### Given information:

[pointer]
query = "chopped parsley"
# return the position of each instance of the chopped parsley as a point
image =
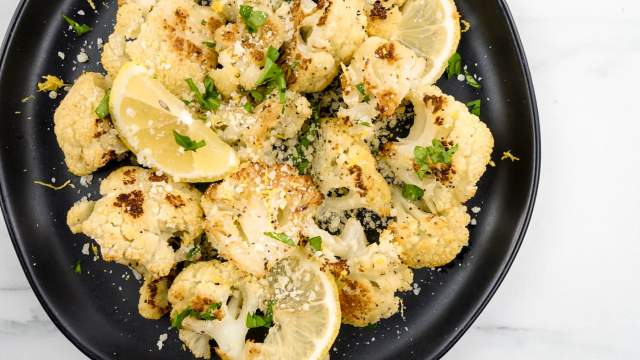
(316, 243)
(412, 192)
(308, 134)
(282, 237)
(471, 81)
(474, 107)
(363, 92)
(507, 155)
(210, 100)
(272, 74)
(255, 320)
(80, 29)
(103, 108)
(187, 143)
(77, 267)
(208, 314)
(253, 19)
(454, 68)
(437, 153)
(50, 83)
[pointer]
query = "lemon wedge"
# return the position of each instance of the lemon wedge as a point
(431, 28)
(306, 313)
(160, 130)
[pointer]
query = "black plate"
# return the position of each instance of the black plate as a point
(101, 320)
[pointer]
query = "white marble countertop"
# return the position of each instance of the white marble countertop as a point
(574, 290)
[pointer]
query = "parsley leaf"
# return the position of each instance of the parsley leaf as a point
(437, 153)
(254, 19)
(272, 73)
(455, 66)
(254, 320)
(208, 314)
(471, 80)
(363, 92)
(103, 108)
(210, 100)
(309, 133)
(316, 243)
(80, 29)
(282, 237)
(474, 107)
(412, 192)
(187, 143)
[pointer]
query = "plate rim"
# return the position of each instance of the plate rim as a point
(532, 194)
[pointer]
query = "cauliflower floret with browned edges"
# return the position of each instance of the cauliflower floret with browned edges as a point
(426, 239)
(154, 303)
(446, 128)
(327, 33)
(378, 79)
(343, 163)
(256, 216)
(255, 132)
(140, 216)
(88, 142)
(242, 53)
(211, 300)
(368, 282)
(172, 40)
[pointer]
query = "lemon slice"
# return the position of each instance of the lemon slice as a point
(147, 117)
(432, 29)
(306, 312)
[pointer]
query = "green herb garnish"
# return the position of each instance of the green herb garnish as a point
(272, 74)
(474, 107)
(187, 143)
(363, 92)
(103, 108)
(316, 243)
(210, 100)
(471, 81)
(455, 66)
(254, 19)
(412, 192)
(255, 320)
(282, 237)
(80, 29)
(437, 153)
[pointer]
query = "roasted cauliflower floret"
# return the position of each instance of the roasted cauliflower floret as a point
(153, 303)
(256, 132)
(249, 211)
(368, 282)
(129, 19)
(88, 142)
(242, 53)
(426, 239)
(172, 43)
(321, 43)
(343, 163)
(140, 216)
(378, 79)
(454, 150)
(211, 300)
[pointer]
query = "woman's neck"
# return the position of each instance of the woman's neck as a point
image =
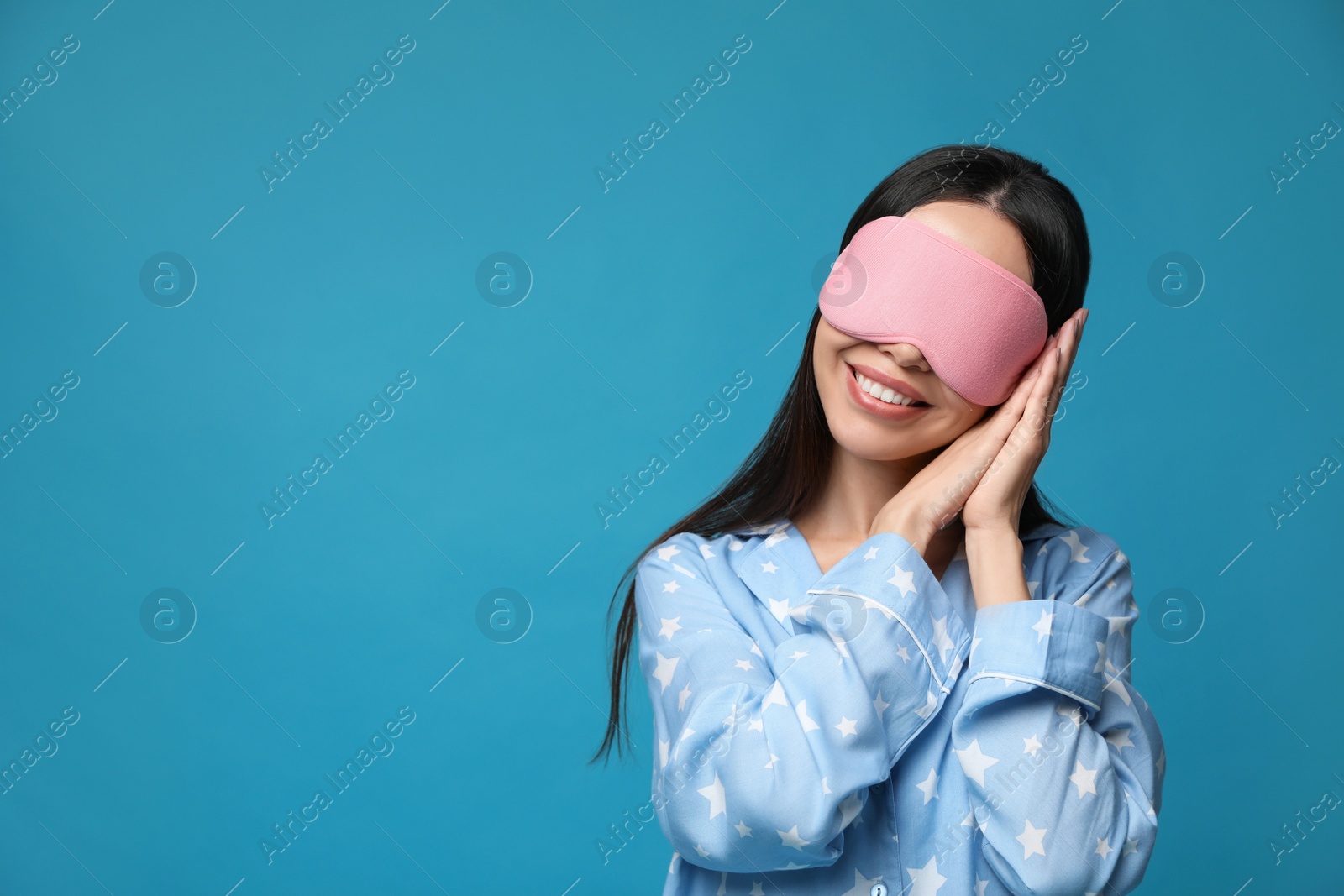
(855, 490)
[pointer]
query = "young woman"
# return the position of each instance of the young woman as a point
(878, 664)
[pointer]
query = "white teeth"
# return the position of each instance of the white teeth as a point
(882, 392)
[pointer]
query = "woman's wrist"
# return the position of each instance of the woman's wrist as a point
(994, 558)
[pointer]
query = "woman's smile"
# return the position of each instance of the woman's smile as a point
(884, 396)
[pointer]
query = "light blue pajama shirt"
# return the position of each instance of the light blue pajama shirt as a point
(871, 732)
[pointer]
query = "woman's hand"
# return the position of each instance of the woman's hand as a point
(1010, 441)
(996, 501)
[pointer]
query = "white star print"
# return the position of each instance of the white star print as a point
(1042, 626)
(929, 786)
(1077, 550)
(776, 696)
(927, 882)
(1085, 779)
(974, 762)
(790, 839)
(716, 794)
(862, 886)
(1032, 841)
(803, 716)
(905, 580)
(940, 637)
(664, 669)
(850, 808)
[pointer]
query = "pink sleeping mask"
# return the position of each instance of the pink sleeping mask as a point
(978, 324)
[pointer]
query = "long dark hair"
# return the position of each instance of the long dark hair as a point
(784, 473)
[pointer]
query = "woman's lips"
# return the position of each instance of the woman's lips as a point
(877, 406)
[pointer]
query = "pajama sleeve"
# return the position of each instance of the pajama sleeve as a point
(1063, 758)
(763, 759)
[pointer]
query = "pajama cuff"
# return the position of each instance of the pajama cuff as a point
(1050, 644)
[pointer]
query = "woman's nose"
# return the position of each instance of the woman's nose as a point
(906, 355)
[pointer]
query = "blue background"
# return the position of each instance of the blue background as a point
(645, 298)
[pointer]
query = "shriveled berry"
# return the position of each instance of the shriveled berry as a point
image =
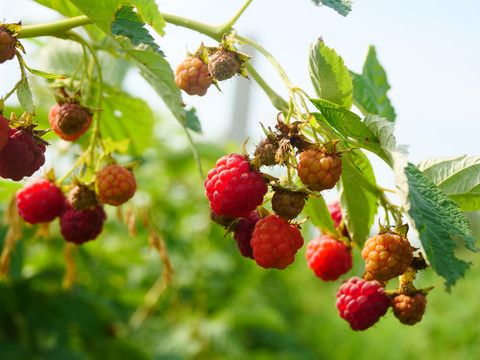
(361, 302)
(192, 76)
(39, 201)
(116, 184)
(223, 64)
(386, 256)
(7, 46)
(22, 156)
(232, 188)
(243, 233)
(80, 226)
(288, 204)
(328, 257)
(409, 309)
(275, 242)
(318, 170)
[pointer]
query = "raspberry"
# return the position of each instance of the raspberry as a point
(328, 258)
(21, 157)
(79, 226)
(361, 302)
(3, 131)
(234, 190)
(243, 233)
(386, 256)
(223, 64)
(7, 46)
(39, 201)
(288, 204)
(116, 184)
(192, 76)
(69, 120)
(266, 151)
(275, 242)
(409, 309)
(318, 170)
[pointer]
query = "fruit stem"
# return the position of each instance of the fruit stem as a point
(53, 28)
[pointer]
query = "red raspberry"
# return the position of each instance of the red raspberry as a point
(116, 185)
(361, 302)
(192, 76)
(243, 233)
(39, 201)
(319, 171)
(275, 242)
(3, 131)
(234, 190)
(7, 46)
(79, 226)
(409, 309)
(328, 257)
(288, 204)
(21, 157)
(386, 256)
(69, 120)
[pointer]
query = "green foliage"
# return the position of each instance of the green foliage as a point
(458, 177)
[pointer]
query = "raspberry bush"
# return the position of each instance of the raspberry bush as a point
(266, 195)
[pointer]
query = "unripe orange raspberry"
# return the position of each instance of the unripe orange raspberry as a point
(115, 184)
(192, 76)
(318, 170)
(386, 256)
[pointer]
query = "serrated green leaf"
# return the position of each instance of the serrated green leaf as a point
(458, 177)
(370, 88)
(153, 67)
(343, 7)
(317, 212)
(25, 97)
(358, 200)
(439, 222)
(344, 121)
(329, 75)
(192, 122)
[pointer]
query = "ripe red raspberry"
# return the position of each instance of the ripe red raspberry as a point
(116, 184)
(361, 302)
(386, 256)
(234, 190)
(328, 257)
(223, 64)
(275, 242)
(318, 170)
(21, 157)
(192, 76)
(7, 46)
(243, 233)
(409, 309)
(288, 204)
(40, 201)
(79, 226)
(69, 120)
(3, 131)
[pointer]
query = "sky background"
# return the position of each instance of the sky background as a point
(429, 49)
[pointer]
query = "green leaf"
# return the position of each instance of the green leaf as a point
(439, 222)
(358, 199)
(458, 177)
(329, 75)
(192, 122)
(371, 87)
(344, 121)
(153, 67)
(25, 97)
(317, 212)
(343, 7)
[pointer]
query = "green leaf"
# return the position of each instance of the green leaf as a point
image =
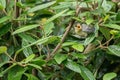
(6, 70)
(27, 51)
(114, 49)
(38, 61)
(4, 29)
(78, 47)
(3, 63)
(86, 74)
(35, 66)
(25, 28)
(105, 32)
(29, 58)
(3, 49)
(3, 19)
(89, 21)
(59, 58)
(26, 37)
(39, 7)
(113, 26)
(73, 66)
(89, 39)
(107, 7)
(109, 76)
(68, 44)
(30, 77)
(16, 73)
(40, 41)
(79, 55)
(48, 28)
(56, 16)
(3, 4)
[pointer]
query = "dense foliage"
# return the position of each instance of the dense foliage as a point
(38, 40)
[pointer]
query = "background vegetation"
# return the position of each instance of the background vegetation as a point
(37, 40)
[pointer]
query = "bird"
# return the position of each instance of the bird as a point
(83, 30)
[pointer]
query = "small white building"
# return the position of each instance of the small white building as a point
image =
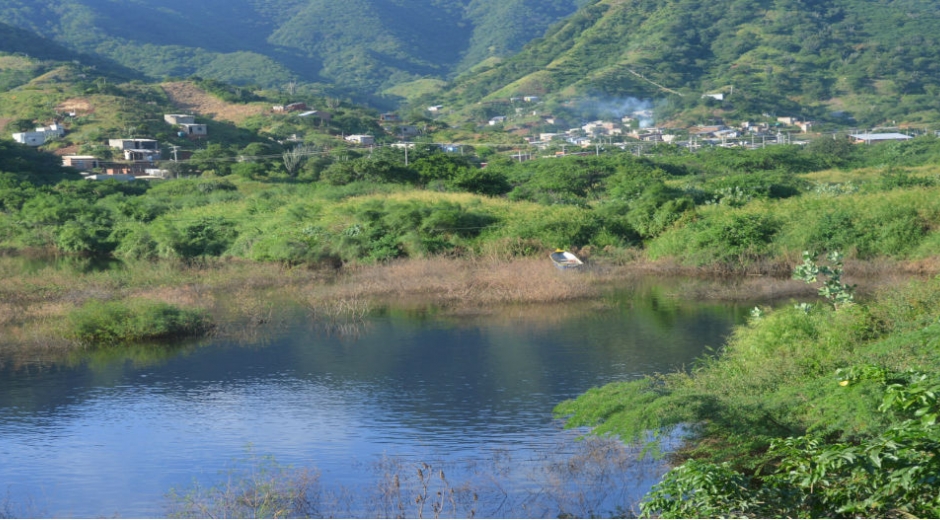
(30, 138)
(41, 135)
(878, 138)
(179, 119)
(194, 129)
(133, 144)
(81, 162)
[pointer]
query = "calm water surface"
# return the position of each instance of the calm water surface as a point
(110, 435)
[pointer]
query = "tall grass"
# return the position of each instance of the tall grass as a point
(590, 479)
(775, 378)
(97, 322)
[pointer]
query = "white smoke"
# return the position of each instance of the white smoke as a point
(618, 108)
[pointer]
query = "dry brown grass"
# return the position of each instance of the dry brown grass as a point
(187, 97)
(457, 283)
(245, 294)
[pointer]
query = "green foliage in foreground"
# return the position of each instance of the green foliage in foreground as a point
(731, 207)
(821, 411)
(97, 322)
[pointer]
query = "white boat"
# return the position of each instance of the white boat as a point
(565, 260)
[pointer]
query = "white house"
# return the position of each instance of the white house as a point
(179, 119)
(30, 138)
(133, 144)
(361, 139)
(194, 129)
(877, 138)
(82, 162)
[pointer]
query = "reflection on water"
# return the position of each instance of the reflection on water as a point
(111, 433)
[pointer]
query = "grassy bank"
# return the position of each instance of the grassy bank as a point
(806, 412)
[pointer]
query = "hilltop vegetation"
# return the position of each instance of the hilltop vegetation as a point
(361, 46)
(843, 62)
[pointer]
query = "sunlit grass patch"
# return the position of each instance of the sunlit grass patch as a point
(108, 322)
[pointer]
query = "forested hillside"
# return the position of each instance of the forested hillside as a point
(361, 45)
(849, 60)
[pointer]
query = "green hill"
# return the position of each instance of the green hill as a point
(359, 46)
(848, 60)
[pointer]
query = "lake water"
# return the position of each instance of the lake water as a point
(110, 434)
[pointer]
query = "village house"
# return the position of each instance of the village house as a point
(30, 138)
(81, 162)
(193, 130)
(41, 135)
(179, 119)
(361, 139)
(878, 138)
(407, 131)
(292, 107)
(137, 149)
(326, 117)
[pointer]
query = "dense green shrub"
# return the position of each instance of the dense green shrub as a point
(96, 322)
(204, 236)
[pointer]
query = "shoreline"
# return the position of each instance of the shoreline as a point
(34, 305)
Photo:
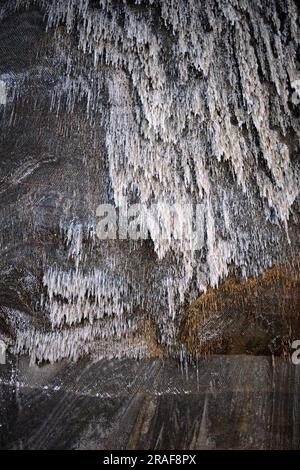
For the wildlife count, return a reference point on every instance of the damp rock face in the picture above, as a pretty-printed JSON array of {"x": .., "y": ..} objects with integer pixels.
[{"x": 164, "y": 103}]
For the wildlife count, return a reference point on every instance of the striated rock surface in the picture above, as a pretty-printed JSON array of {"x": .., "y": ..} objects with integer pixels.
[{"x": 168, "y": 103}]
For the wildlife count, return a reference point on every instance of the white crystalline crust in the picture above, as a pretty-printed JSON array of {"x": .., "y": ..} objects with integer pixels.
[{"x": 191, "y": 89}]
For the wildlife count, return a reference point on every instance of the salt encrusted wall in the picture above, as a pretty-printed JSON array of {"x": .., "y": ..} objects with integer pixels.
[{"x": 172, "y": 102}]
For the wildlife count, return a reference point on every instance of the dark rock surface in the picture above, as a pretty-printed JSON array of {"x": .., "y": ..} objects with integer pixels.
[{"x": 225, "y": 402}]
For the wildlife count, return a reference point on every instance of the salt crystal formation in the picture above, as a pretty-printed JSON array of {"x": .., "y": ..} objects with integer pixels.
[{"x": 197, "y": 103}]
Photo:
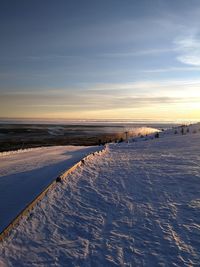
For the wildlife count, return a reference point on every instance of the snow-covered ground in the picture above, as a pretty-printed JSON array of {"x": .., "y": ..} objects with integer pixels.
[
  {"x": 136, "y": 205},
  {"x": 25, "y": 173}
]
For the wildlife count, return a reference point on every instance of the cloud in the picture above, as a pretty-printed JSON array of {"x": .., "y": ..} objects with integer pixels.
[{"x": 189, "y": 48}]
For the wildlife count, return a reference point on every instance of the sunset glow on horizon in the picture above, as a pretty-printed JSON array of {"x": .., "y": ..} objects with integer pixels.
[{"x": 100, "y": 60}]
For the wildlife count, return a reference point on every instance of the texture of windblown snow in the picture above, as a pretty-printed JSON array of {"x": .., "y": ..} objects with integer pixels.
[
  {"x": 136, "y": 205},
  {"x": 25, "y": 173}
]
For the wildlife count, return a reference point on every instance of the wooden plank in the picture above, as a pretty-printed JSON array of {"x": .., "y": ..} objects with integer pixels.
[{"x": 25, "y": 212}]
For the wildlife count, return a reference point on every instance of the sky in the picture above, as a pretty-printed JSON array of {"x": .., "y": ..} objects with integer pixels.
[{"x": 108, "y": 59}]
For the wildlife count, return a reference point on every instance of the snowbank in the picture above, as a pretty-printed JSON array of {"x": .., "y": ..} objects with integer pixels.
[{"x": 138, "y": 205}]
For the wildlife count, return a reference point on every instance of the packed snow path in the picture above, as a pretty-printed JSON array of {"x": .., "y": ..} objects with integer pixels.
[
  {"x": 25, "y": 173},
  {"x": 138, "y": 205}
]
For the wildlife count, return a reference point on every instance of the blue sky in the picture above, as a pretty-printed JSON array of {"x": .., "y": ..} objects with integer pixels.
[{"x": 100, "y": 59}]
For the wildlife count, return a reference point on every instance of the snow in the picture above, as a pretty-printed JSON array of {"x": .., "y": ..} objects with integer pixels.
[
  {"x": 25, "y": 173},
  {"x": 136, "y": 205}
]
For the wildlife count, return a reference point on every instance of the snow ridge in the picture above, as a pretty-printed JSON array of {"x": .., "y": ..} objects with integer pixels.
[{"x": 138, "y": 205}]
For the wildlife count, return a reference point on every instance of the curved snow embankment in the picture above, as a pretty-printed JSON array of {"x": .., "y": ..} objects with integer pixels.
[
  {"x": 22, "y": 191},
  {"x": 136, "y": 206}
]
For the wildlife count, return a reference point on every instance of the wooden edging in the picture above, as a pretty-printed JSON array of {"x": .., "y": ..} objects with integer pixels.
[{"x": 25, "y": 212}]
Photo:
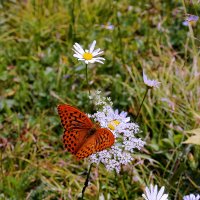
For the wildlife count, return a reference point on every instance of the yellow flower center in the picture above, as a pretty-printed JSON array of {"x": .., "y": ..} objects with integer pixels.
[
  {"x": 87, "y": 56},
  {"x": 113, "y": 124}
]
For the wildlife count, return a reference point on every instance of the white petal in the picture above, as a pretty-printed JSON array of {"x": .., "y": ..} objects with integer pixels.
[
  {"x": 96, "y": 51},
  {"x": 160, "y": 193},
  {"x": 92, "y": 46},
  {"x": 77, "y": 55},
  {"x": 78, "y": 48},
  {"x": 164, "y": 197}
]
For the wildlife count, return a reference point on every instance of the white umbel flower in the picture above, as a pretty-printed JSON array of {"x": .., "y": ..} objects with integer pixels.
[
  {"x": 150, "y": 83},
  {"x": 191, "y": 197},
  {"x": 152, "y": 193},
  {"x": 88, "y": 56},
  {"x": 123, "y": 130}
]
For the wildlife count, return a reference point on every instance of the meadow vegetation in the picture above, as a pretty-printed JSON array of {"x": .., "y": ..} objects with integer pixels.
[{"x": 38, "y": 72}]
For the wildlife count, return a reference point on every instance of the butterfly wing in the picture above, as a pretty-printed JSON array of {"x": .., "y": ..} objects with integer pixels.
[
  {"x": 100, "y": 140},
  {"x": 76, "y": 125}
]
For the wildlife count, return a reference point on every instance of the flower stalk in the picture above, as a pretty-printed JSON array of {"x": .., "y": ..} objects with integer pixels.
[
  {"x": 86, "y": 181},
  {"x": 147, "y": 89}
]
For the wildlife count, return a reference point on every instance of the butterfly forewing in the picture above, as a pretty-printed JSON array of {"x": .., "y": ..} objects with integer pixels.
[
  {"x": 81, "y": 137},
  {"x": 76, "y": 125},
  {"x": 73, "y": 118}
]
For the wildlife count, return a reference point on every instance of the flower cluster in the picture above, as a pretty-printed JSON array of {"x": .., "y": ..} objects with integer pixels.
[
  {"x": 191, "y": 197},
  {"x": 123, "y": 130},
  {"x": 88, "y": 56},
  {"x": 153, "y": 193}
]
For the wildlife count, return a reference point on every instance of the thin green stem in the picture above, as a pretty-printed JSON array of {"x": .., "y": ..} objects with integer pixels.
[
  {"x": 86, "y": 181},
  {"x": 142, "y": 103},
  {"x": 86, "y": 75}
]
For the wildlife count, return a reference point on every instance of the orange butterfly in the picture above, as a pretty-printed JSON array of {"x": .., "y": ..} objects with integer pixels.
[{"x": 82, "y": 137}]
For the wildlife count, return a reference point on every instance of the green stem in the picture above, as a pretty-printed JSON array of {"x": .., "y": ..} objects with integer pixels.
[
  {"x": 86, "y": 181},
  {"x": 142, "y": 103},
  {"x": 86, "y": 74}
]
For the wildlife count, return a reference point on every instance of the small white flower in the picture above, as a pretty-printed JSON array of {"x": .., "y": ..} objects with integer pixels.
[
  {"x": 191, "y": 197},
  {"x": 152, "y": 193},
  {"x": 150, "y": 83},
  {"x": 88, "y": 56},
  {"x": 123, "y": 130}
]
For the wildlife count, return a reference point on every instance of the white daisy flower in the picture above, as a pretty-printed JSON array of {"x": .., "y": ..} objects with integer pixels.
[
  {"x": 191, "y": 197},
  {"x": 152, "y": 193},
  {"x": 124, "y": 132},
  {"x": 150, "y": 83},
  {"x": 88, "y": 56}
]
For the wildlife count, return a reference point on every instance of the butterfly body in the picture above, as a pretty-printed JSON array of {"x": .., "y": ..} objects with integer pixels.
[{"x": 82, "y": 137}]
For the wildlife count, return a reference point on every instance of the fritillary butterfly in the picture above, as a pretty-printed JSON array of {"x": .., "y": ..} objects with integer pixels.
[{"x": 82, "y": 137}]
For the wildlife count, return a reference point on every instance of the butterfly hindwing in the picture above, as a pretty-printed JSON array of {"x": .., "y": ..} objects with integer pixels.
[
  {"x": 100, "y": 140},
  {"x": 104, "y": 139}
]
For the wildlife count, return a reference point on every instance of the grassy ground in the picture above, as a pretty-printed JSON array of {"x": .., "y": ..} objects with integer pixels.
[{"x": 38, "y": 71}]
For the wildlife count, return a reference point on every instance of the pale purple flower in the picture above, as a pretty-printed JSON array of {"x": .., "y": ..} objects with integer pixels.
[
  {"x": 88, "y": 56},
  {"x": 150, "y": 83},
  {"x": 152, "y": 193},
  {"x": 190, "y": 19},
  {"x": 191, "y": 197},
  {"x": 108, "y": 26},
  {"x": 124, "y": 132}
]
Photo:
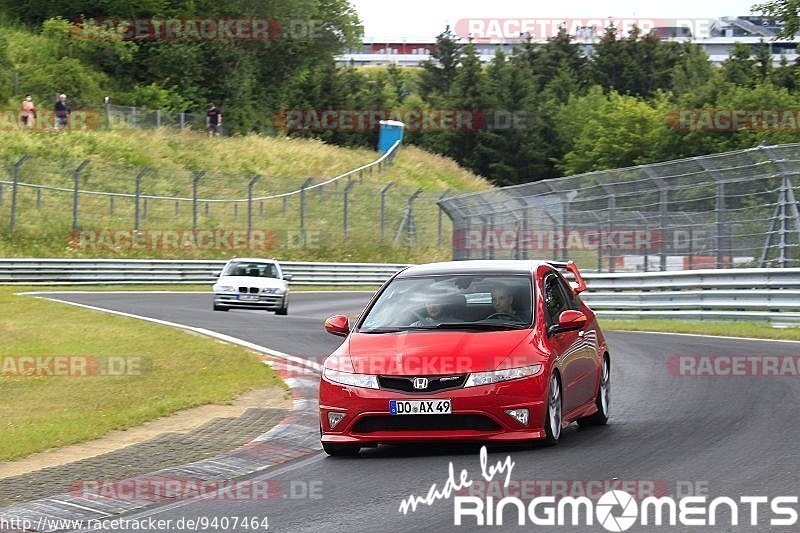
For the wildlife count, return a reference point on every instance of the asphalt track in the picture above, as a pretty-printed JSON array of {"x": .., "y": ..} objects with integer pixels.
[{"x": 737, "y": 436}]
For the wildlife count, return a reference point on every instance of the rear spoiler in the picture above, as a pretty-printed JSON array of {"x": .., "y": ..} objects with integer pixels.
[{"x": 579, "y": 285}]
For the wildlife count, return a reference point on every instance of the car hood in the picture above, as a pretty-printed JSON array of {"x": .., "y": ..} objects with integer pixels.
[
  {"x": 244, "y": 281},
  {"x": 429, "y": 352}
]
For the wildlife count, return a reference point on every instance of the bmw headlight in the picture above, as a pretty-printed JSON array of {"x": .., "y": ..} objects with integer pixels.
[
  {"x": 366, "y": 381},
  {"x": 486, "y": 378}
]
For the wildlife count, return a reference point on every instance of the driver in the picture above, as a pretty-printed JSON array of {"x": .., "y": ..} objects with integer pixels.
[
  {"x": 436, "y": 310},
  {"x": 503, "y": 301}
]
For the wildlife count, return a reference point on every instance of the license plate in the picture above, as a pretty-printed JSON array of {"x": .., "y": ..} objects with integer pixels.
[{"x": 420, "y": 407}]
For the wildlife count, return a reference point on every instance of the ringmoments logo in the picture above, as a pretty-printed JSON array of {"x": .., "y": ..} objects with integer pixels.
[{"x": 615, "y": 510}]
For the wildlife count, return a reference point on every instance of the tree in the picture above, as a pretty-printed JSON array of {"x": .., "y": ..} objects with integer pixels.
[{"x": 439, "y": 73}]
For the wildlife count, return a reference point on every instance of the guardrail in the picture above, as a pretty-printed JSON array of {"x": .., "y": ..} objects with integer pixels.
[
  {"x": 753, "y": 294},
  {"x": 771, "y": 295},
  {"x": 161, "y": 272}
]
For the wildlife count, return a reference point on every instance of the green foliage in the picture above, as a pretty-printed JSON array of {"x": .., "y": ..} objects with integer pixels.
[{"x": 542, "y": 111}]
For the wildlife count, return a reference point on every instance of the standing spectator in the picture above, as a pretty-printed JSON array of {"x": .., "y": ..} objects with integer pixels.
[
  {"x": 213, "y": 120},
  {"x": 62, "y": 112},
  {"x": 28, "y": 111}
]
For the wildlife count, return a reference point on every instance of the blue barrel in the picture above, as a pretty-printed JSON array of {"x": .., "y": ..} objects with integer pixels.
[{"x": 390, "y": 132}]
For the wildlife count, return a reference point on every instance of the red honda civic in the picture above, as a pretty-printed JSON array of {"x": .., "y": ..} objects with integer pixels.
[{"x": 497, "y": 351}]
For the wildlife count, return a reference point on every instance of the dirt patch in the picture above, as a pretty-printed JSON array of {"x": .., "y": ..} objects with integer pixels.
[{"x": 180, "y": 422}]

### What the task requires:
Exactly reproduce the lines from the one containing "of the tree" through the end of the records, and only those lines.

### Final result:
For the wildlife count, return a reference point on every instance of the tree in the picture above, as a pretty-printed JSON array of {"x": .., "y": ..} objects with integer pixels.
[{"x": 439, "y": 73}]
For the wildlife count, return a reference point on every instance of the guardrail in the picture above, as a pretty-printed JSON array of {"x": .., "y": ..} objects with integer pixels.
[
  {"x": 753, "y": 294},
  {"x": 771, "y": 295},
  {"x": 161, "y": 272}
]
For the wildlife count, return a reference point on every instance of the green foliage in the picture above, as a pretty-printed JSON array of {"x": .., "y": ..} objects with integer pixels.
[{"x": 542, "y": 111}]
For the wildlife count, return a reference point on every instance of the standing spectator in the picture above, as a pretty-printed JSON array of {"x": .., "y": ..} objects with integer pixels.
[
  {"x": 213, "y": 120},
  {"x": 62, "y": 112},
  {"x": 28, "y": 111}
]
For the wildlife count, return a reference point on every instance of the blue barrel in the picture above, as a pretty-printed JSON array of {"x": .., "y": ..} objects with integer pixels.
[{"x": 390, "y": 132}]
For the wildlife count, return a reference point on every instance of the red honda civic in the picture above, as a pretty-printed JSON array of {"x": .., "y": ..} objects with integer pixels.
[{"x": 497, "y": 351}]
For the wildlife count, return a reference point on every instance of the dirt patch in the picture above, as a pretty-printed JSON array of {"x": .., "y": ..} objects with integer pixels.
[{"x": 180, "y": 422}]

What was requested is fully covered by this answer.